(WHAT THE EXERCISE ASKS): Could you transcribe the material below exactly, without leaving out a single line?

(Stored data entries)
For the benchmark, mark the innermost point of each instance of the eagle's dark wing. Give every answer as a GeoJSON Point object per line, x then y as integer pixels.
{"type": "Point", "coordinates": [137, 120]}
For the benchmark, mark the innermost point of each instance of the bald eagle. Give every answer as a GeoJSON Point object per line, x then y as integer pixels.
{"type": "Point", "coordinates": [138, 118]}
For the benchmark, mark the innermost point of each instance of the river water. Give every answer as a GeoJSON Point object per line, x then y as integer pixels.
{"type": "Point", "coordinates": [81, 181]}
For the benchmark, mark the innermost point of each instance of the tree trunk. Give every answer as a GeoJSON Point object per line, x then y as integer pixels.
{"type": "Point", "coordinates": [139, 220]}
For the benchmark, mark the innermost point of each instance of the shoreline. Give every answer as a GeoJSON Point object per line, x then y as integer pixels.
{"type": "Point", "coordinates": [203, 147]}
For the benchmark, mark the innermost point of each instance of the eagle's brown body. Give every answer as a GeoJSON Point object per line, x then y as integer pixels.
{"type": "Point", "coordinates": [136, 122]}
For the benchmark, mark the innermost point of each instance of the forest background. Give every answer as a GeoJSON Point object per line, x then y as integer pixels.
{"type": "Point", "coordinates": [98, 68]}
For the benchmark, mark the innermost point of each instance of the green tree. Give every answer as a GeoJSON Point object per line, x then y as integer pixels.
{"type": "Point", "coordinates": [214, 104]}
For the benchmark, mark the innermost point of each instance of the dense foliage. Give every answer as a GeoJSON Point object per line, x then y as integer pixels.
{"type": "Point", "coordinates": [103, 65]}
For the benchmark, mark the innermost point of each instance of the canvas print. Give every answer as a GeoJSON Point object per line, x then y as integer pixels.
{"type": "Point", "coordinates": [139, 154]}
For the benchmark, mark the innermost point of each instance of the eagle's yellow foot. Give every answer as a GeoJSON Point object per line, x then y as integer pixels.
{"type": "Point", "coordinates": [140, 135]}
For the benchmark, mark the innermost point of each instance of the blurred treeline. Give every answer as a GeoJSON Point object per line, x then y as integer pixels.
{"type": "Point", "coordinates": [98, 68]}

(WRITTEN ANSWER):
For the benchmark, mark the innermost point of each instance of the eagle's dark wing. Give every answer as a GeoJSON Point object per line, x then y as integer pixels.
{"type": "Point", "coordinates": [137, 120]}
For the benchmark, mark the innermost point of each instance of the bald eagle. Give every answer as a GeoJSON Point object per line, x then y as integer pixels.
{"type": "Point", "coordinates": [138, 118]}
For the benchmark, mark the innermost point of each instance of the river water. Give every answer as a GeoJSON Point object per line, x then y as integer pixels.
{"type": "Point", "coordinates": [81, 181]}
For the benchmark, mark the innermost point of each instance of the tree trunk. Give every answer as a GeoJSON Point object per line, x then y as integer pixels.
{"type": "Point", "coordinates": [139, 220]}
For the benchmark, mark the innermost point of each instance of the shoreline. Give every answer as a GeoJSON Point object per line, x then y as integer pixels.
{"type": "Point", "coordinates": [203, 147]}
For the benchmark, mark the innermost point of each instance of the eagle's brown body. Give every answer as a GeoJSON Point object per line, x then y as integer pixels.
{"type": "Point", "coordinates": [136, 122]}
For the benchmark, mark the innermost point of each instance of the forest background. Give every answer as a GeoJSON Point object per line, x then y as integer pixels.
{"type": "Point", "coordinates": [98, 68]}
For the benchmark, mark the innermost point of each instance of the green tree. Give every answer as a GeoJSON Point object per line, x then y as integer pixels.
{"type": "Point", "coordinates": [214, 104]}
For the benchmark, mark the innermost point of each instance of the dense foliage. Give every answer as a GeoJSON Point object per line, x then y as integer pixels.
{"type": "Point", "coordinates": [103, 65]}
For the benchmark, mark the innermost point of each instance of the canvas print. Give every answer as a GeoJSON Point object per line, x then y as integer pixels.
{"type": "Point", "coordinates": [139, 154]}
For the benchmark, mark the innermost point of each instance of the eagle's yellow foot. Give every answer as a GeoJSON Point object per line, x then y as integer pixels.
{"type": "Point", "coordinates": [140, 135]}
For the benchmark, mark the innermost point of each instance of the blurred treeline. Give every answer as a GeoJSON Point object per line, x then y as integer pixels.
{"type": "Point", "coordinates": [98, 68]}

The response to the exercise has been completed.